[Point-based annotation data]
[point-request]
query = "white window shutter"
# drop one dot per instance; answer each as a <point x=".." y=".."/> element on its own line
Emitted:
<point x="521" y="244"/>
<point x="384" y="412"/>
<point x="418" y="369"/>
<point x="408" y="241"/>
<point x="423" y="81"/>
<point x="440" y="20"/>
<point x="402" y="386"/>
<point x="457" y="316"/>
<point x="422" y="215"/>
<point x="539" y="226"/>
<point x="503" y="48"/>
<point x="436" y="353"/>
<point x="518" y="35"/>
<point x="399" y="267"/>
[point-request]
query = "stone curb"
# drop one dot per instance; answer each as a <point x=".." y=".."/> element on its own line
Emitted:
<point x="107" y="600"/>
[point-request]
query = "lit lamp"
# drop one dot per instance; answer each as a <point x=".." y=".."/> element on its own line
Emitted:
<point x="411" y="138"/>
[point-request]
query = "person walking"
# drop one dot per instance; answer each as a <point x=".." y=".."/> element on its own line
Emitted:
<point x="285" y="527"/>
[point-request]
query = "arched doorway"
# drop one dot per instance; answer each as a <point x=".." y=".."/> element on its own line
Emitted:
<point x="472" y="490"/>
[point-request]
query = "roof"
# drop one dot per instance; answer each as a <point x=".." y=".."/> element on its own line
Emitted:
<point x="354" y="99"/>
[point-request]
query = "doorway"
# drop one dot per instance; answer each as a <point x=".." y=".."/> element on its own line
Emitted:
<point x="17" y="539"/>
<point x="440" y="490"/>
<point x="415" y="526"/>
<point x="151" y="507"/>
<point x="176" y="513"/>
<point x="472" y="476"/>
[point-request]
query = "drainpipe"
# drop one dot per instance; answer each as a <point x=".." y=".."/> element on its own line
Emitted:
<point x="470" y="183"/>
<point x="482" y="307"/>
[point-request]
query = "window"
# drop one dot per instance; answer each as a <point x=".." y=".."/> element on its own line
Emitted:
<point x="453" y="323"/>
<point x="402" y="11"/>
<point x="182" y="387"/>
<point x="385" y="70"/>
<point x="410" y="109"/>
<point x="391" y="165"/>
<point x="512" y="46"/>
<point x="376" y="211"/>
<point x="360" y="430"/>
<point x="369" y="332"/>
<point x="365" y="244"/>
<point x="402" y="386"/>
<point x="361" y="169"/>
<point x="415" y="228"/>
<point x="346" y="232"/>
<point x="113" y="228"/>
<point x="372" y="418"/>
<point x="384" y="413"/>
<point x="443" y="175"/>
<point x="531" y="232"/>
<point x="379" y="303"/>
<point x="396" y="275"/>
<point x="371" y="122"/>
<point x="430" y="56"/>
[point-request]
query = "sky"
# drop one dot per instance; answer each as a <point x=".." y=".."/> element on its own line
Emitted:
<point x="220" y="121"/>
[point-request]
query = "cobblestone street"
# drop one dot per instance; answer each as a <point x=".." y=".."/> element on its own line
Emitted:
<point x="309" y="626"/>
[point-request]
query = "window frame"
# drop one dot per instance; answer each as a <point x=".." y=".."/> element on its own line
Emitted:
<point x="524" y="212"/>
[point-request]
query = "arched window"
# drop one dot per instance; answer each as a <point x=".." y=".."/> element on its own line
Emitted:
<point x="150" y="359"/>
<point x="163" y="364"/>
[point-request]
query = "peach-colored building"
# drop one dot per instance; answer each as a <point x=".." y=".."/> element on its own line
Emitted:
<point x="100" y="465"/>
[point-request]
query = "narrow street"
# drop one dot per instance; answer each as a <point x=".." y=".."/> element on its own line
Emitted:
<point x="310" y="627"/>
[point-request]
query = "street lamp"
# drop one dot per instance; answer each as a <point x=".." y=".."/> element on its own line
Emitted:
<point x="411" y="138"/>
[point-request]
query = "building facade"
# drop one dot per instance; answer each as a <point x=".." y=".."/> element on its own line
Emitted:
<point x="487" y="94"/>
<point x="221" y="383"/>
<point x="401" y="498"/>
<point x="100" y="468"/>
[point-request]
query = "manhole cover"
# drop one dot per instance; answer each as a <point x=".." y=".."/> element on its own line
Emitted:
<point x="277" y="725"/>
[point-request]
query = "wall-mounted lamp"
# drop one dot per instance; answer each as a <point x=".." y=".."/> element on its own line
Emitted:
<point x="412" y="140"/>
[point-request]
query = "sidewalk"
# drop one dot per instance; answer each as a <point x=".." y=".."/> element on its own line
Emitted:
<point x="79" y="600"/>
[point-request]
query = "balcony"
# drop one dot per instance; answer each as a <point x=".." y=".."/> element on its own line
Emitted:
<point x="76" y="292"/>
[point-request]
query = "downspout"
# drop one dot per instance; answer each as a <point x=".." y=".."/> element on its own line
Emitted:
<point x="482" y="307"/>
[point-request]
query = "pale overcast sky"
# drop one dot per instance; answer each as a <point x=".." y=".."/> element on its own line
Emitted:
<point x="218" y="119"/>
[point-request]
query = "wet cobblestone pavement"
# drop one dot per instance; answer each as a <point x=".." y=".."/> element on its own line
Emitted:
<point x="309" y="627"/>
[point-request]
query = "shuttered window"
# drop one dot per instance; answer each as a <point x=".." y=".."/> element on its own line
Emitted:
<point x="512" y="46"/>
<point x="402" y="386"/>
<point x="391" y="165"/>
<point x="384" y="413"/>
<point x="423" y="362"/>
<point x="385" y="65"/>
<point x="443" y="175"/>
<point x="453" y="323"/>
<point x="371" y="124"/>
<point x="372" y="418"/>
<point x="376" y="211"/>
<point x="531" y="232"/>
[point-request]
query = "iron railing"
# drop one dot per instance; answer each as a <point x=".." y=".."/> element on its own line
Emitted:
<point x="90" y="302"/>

Do this:
Your task is to repeat the data exactly; please include every line.

Written reply:
[point-request]
query = "white window shutter"
# drop one dot per instance; answer each as a <point x=".." y=".."/> element on its own line
Emitted:
<point x="521" y="244"/>
<point x="384" y="412"/>
<point x="418" y="369"/>
<point x="408" y="241"/>
<point x="423" y="81"/>
<point x="440" y="20"/>
<point x="402" y="386"/>
<point x="457" y="316"/>
<point x="422" y="215"/>
<point x="539" y="226"/>
<point x="503" y="48"/>
<point x="436" y="353"/>
<point x="518" y="35"/>
<point x="399" y="267"/>
[point-request]
query = "stone curb"
# drop one dot per instance; answer each as a <point x=".." y=".."/> element on its own line
Emitted:
<point x="107" y="600"/>
[point-request]
query = "lit lamp"
# drop one dot per instance; answer each as a <point x=".." y=".."/> element on its own line
Emitted:
<point x="411" y="138"/>
[point-request]
query = "person walking"
# drop one dot per instance; answer each as a <point x=".." y=".."/> element on its own line
Emitted:
<point x="285" y="527"/>
[point-request]
query = "arched doorway"
# drop one dot per instance; answer each as a <point x=".." y=".."/> element on its own line
Emitted:
<point x="472" y="490"/>
[point-request]
query = "roof"
# drop one dot per instance; answer each as a <point x=".." y=".."/> element on its own line
Emitted:
<point x="354" y="99"/>
[point-request]
query = "doorway"
# drop one dot per instance; answer each as a <point x=".." y=".."/> element on its own line
Emitted:
<point x="17" y="539"/>
<point x="440" y="490"/>
<point x="415" y="526"/>
<point x="151" y="507"/>
<point x="176" y="513"/>
<point x="472" y="476"/>
[point-request]
query = "drainpipe"
# drop one dot per instance; answer each as a <point x=".." y=".."/> element on its own line
Emitted:
<point x="470" y="183"/>
<point x="482" y="307"/>
[point-request]
query = "window"
# drop one dot per instance; answer each as a <point x=".." y=".."/> element on its own line
Emitted:
<point x="453" y="323"/>
<point x="402" y="11"/>
<point x="182" y="387"/>
<point x="385" y="70"/>
<point x="410" y="109"/>
<point x="391" y="165"/>
<point x="512" y="46"/>
<point x="376" y="211"/>
<point x="360" y="430"/>
<point x="369" y="332"/>
<point x="365" y="244"/>
<point x="402" y="386"/>
<point x="361" y="169"/>
<point x="415" y="228"/>
<point x="346" y="232"/>
<point x="113" y="228"/>
<point x="372" y="418"/>
<point x="384" y="413"/>
<point x="443" y="175"/>
<point x="531" y="232"/>
<point x="379" y="303"/>
<point x="396" y="275"/>
<point x="371" y="122"/>
<point x="430" y="56"/>
[point-request]
query = "sky"
# drop one dot per instance; answer each as a <point x=".." y=".."/> element on its own line
Emitted:
<point x="220" y="121"/>
[point-request]
query = "cobblestone street"
# drop one dot per instance; answer each as a <point x=".." y=".."/> element on its own line
Emitted:
<point x="309" y="626"/>
[point-request]
query = "window frame"
# drop one dot per instance; answer each as a <point x=".." y=".."/> element on its own line
Emitted:
<point x="524" y="212"/>
[point-request]
query = "arched window"
# drop one dot per instance; answer each as a <point x=".." y=".."/> element on its own line
Emitted:
<point x="150" y="359"/>
<point x="163" y="364"/>
[point-request]
query = "peach-colored building"
# drop one dot per instance; answer each as a <point x=".." y=".."/> element on its own line
Emitted:
<point x="100" y="465"/>
[point-request]
query = "narrow street"
# drop one dot per instance; answer each as a <point x=".." y=".."/> element on its own line
Emitted:
<point x="310" y="627"/>
[point-request]
query = "street lamp"
# drop one dot per instance; answer each as a <point x=".." y=".."/> element on its own line
Emitted:
<point x="411" y="138"/>
[point-request]
query = "building facade"
# drop one dot per instance; answer each as a <point x=".." y=".."/> element on its own line
Emitted:
<point x="487" y="94"/>
<point x="221" y="383"/>
<point x="401" y="498"/>
<point x="100" y="468"/>
[point-request]
query = "manhole cover"
# drop one dot per instance; answer each as a <point x=".." y=".."/> element on its own line
Emitted:
<point x="277" y="725"/>
[point-request]
query = "wall-mounted lamp"
# drop one dot per instance; answer each as a <point x=".." y=".."/> element on its own line
Emitted:
<point x="412" y="140"/>
[point-request]
query = "sidewalk"
# drop one dot per instance; answer each as a <point x=".." y=".."/> element on its own line
Emitted:
<point x="79" y="600"/>
[point-request]
query = "balcony"
# drop one dot per instance; answer each as a <point x=".." y=".."/> element on its own line
Emitted:
<point x="76" y="292"/>
[point-request]
query = "downspout"
# drop one dot per instance; answer each as a <point x=".." y=".."/> element on its own line
Emitted:
<point x="482" y="307"/>
[point-request]
query = "pale overcast sky"
# drop one dot per instance; answer each as a <point x=".." y=".."/> element on its own line
Emitted:
<point x="218" y="119"/>
[point-request]
query = "wet cobblestone pavement"
# drop one dot per instance; answer each as a <point x=".." y=".."/> element on its own line
Emitted:
<point x="309" y="627"/>
[point-request]
query = "shuttered window"
# drop one dot per instance; answer each as a <point x=".." y=".."/> element on its own line
Emitted:
<point x="512" y="46"/>
<point x="402" y="386"/>
<point x="391" y="165"/>
<point x="384" y="413"/>
<point x="423" y="362"/>
<point x="385" y="65"/>
<point x="443" y="175"/>
<point x="453" y="323"/>
<point x="371" y="124"/>
<point x="372" y="418"/>
<point x="376" y="211"/>
<point x="531" y="232"/>
[point-request]
query = "iron railing"
# drop one dot per instance; answer each as a <point x=".." y=".."/> element on its own line
Emitted:
<point x="90" y="302"/>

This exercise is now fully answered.